Data excerpts:
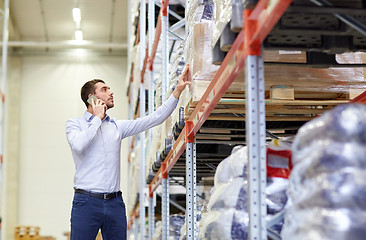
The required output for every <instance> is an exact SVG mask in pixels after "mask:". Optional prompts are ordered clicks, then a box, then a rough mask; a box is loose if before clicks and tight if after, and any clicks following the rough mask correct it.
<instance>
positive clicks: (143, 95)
mask: <svg viewBox="0 0 366 240" xmlns="http://www.w3.org/2000/svg"><path fill="white" fill-rule="evenodd" d="M145 26H146V4H145V1H141V2H140V72H142V68H143V65H144V59H145V53H146V51H145V49H146V37H145V32H146V27H145ZM145 102H146V99H145V84H144V76H142V75H141V86H140V117H144V116H145V111H146V109H145ZM140 146H141V147H140V189H139V193H140V194H139V202H140V235H141V239H145V186H146V177H145V159H146V157H145V132H142V133H140Z"/></svg>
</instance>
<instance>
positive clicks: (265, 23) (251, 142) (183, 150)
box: [129, 0, 366, 239]
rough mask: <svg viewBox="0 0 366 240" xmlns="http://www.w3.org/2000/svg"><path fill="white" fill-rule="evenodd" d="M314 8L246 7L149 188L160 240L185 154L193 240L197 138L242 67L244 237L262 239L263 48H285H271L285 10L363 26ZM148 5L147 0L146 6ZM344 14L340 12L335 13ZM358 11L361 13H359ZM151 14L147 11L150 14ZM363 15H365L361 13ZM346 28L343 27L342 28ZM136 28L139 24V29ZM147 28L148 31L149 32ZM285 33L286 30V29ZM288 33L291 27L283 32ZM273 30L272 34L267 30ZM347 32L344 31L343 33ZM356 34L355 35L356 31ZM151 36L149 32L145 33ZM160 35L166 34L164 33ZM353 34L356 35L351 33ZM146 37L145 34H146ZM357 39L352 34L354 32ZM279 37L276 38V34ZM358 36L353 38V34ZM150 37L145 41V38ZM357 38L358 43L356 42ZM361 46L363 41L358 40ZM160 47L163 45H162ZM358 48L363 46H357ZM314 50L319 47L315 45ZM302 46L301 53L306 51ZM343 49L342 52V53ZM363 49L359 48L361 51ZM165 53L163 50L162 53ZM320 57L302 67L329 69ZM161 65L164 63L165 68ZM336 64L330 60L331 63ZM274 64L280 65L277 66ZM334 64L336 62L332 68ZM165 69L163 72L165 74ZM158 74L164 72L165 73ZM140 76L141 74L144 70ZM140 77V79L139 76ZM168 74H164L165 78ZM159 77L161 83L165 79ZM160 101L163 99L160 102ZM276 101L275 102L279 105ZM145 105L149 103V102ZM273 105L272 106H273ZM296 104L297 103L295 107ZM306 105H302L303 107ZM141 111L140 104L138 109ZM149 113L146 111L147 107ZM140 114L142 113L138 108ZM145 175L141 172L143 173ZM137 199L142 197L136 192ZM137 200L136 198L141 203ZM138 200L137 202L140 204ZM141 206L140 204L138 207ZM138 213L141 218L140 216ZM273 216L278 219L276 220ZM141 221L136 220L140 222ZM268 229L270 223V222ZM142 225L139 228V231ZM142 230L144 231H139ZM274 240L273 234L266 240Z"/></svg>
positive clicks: (150, 38)
mask: <svg viewBox="0 0 366 240" xmlns="http://www.w3.org/2000/svg"><path fill="white" fill-rule="evenodd" d="M312 2H314V3H315V4H317V5H318V6H322V7H324V9H319V8H314V9H312V10H309V9H307V8H299V7H297V6H291V7H289V6H290V4H291V3H292V0H282V1H280V0H260V1H258V3H257V4H256V5H255V8H254V9H245V10H244V12H243V14H244V24H243V26H244V27H243V29H242V30H241V31H240V33H239V34H238V36H237V37H236V40H235V42H234V43H233V45H232V46H231V49H230V51H229V52H228V53H227V54H226V57H225V59H224V61H223V62H222V64H221V66H220V68H219V70H218V71H217V73H216V75H215V76H214V78H213V79H212V81H211V82H210V84H209V85H208V87H207V89H206V91H205V92H204V94H203V96H202V98H201V99H200V100H199V102H198V103H197V104H196V105H195V107H194V110H193V111H192V112H191V113H190V116H189V118H188V120H186V123H185V126H184V128H183V129H182V131H181V133H180V134H179V136H178V137H177V139H176V141H175V143H174V145H173V146H172V149H171V150H170V152H169V153H168V155H167V156H166V158H165V160H164V162H163V163H162V164H161V168H160V169H159V171H158V172H157V174H156V176H155V177H154V179H153V180H152V182H151V183H150V184H149V201H150V203H152V198H153V193H154V191H155V190H156V189H157V187H158V186H159V185H162V187H163V193H162V198H163V203H162V204H163V205H162V212H163V216H162V221H163V232H162V233H163V239H168V237H169V233H168V229H169V219H168V217H169V204H168V202H169V191H168V189H169V188H168V187H169V186H168V185H169V181H168V175H169V174H170V173H171V174H172V175H173V174H176V173H175V172H174V166H176V164H177V163H178V160H179V159H180V158H182V154H183V153H184V151H185V152H186V154H185V161H186V164H185V167H186V170H185V179H186V184H185V185H186V189H187V194H186V196H187V197H186V225H187V238H188V239H195V238H196V236H195V232H196V231H195V228H196V227H195V226H196V224H195V213H196V212H195V211H196V181H197V175H196V173H197V162H196V150H197V149H196V148H197V146H196V134H197V133H198V131H199V130H200V128H201V127H202V126H203V125H204V124H205V122H206V120H207V119H208V118H209V116H210V114H211V113H212V112H213V111H214V109H215V107H216V105H217V104H219V102H220V99H221V98H222V97H223V96H224V94H225V93H226V91H227V90H228V88H229V86H230V85H231V84H232V82H233V81H234V80H235V78H236V77H237V76H238V75H239V73H240V71H242V70H243V69H244V67H245V79H246V84H247V85H246V89H245V92H246V100H245V101H244V103H245V110H246V119H245V121H246V126H245V129H246V136H247V137H246V142H247V145H248V147H249V193H250V194H249V197H250V199H249V203H250V204H249V216H250V222H249V233H250V239H267V234H270V233H267V227H266V219H265V217H266V205H265V192H264V190H265V186H266V157H265V155H266V152H265V138H266V120H265V117H266V114H265V112H266V110H265V106H266V104H271V103H270V102H268V101H267V100H266V99H265V89H264V88H265V87H264V64H263V58H262V57H261V55H262V45H264V46H265V47H266V48H268V49H271V48H272V49H279V48H281V49H283V48H284V49H286V47H284V46H281V47H280V46H279V45H276V44H274V43H275V41H276V40H274V39H276V33H277V35H280V34H281V29H279V26H278V25H277V26H276V27H275V25H276V23H277V22H278V20H279V19H280V18H281V17H282V16H283V14H284V13H285V11H286V10H288V12H290V13H291V12H295V13H296V12H297V11H300V12H306V11H319V12H323V13H334V15H335V16H336V17H337V18H338V19H340V20H341V21H342V22H343V23H344V24H345V25H347V26H349V27H351V28H354V29H356V30H357V31H359V32H361V33H362V31H363V26H362V24H361V25H360V24H359V22H358V21H355V20H354V19H352V18H349V17H348V16H347V15H344V14H346V9H342V8H338V9H335V8H332V6H331V5H329V4H328V3H327V2H326V1H320V0H319V1H318V0H315V1H312ZM149 4H150V2H149ZM168 4H169V1H162V4H161V12H160V14H159V17H158V21H157V25H156V32H155V38H154V39H155V40H154V43H153V44H152V45H151V46H150V47H149V49H150V48H151V51H150V50H149V56H147V55H145V58H144V59H145V61H144V64H143V65H144V67H143V69H142V72H143V71H145V70H144V69H145V68H146V66H147V64H146V63H148V69H149V71H150V70H152V67H153V62H154V57H155V54H156V49H157V45H158V42H159V37H160V35H161V34H162V36H164V35H165V36H168V31H167V28H164V29H163V30H161V28H163V27H160V26H161V25H160V24H161V23H162V22H163V23H164V22H167V21H166V20H163V19H164V17H167V16H168V14H167V12H168ZM339 12H341V13H344V14H340V13H339ZM360 13H361V11H360ZM149 14H150V12H149ZM362 14H364V13H362ZM344 27H345V26H343V30H345V29H346V28H344ZM140 28H141V26H140ZM149 29H150V28H149ZM285 30H286V29H285ZM288 30H289V31H290V30H291V29H288ZM271 31H273V32H271ZM345 31H348V32H349V29H348V30H347V29H346V30H345ZM357 31H356V32H357ZM149 33H150V31H149ZM164 33H165V34H164ZM313 34H315V35H317V34H319V31H317V32H316V31H315V33H314V31H313ZM353 34H355V33H354V32H353ZM149 35H150V34H149ZM356 35H357V34H356ZM277 37H278V36H277ZM356 37H357V36H356ZM149 39H152V38H150V36H149ZM358 40H360V39H358ZM315 42H316V40H315ZM360 42H362V39H361V40H360ZM163 43H164V45H163V49H164V48H165V49H167V42H166V39H164V40H163ZM164 46H165V47H164ZM360 46H363V45H362V44H361V45H360ZM317 47H319V46H317ZM323 47H324V49H333V50H334V49H336V48H337V45H328V46H323ZM307 48H309V47H308V46H307V47H304V48H302V49H300V50H306V49H307ZM343 50H344V49H343ZM361 50H362V49H361ZM164 55H167V54H166V52H164V53H163V58H164ZM319 56H324V55H323V54H321V53H319V54H313V53H312V54H309V56H308V59H313V61H312V62H306V64H311V65H317V66H325V65H326V66H330V65H332V64H331V63H332V62H331V61H330V59H329V58H328V59H321V61H319V58H317V57H319ZM164 63H165V64H164ZM167 63H168V61H167V58H166V60H163V65H165V66H168V64H167ZM333 63H335V62H333ZM276 64H279V63H276ZM334 65H337V64H333V66H334ZM349 66H351V67H360V66H364V65H363V64H350V65H349ZM164 71H167V70H164ZM164 71H163V73H164ZM143 73H144V72H143ZM143 73H142V74H141V76H143ZM166 77H167V76H166V75H165V78H166ZM165 78H164V77H163V79H165ZM163 99H164V98H163ZM365 99H366V94H365V93H363V94H361V95H360V96H358V97H357V98H355V99H353V100H352V101H353V102H365V101H366V100H365ZM345 102H348V101H346V100H337V101H334V102H331V101H327V102H326V104H330V105H332V104H334V105H336V104H341V103H345ZM278 103H279V102H277V104H278ZM149 104H150V101H149ZM273 104H275V103H273ZM297 104H298V103H297ZM302 104H305V105H306V103H305V101H304V102H303V103H302ZM310 104H313V105H317V104H319V105H320V104H325V102H324V101H323V103H321V101H318V102H317V101H312V102H311V103H309V105H310ZM140 107H141V106H140ZM149 109H151V108H150V107H149ZM140 111H141V109H140ZM143 171H144V169H143ZM140 195H142V194H140ZM140 200H141V199H140ZM141 202H142V201H140V203H141ZM140 208H141V205H140ZM132 213H133V215H134V216H135V218H136V216H137V214H135V213H136V211H135V210H133V211H132ZM141 213H143V215H141ZM140 216H145V213H144V212H143V211H141V210H140ZM152 216H153V205H152V204H149V239H151V238H152V235H153V224H152V223H153V217H152ZM276 217H278V216H276ZM132 222H133V218H131V219H130V222H129V225H131V224H132ZM142 222H143V221H141V223H142ZM269 225H273V222H270V224H269ZM141 228H142V226H140V229H141ZM140 231H143V230H140ZM271 237H272V238H273V239H276V236H271Z"/></svg>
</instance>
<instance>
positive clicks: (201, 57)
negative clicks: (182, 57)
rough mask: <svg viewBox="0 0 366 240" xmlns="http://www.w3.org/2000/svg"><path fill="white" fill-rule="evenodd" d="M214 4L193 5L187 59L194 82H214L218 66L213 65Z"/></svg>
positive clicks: (186, 55)
mask: <svg viewBox="0 0 366 240" xmlns="http://www.w3.org/2000/svg"><path fill="white" fill-rule="evenodd" d="M214 8H215V7H214V4H213V2H212V0H198V1H194V2H192V3H191V5H190V8H189V10H188V16H187V19H188V20H187V22H188V27H189V35H188V37H187V41H186V47H185V56H186V57H185V58H186V60H187V63H189V64H190V66H191V74H192V79H193V80H208V81H209V80H212V78H213V76H214V75H215V73H216V71H217V70H218V66H216V65H213V64H212V48H211V40H212V27H213V24H214V22H213V11H214Z"/></svg>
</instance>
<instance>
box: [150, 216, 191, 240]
mask: <svg viewBox="0 0 366 240" xmlns="http://www.w3.org/2000/svg"><path fill="white" fill-rule="evenodd" d="M184 222H185V217H184V215H178V214H175V215H171V216H169V240H179V238H180V229H181V228H182V226H183V225H184ZM158 239H162V222H161V221H159V222H157V223H156V228H155V233H154V236H153V240H158Z"/></svg>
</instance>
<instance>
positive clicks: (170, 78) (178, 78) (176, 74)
mask: <svg viewBox="0 0 366 240" xmlns="http://www.w3.org/2000/svg"><path fill="white" fill-rule="evenodd" d="M184 46H185V44H184V43H181V44H180V45H179V46H178V48H177V51H176V52H175V54H174V56H173V57H172V59H171V62H172V63H171V67H170V81H169V86H170V89H175V86H176V85H177V83H178V79H179V76H180V75H181V74H182V72H183V69H184V67H185V65H186V61H185V59H184Z"/></svg>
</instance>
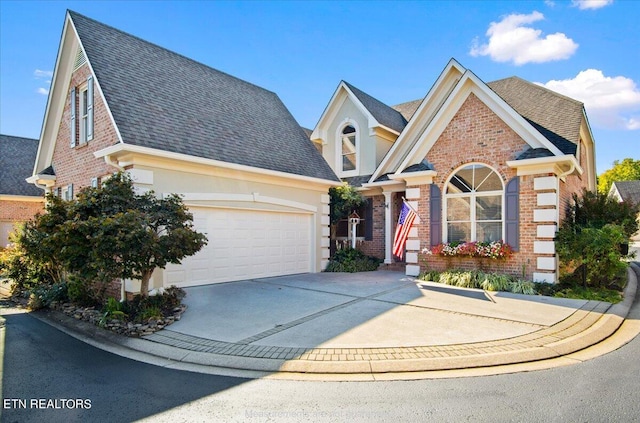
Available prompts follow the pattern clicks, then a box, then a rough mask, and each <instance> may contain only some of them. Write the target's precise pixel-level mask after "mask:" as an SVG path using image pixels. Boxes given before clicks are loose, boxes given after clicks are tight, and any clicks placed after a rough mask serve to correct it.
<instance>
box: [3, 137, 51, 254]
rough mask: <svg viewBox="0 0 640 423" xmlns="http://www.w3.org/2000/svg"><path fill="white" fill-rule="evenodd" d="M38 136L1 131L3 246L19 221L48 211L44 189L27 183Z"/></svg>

REQUIRED WORK: Replace "clicks" with "points" in the stretch of data from its start through the line containing "positive clicks: (143, 95)", keeping everything else unchanged. Give only that stretch, and leave the pictures out.

THE ANSWER:
The required output for every <instance> is an exact SVG mask in pixels after "mask:". Optional prompts are ordered points, then a box, then a rough mask; a box is loose if before points and tight if after, and any points following the rough mask correct it.
<instance>
positive points: (143, 95)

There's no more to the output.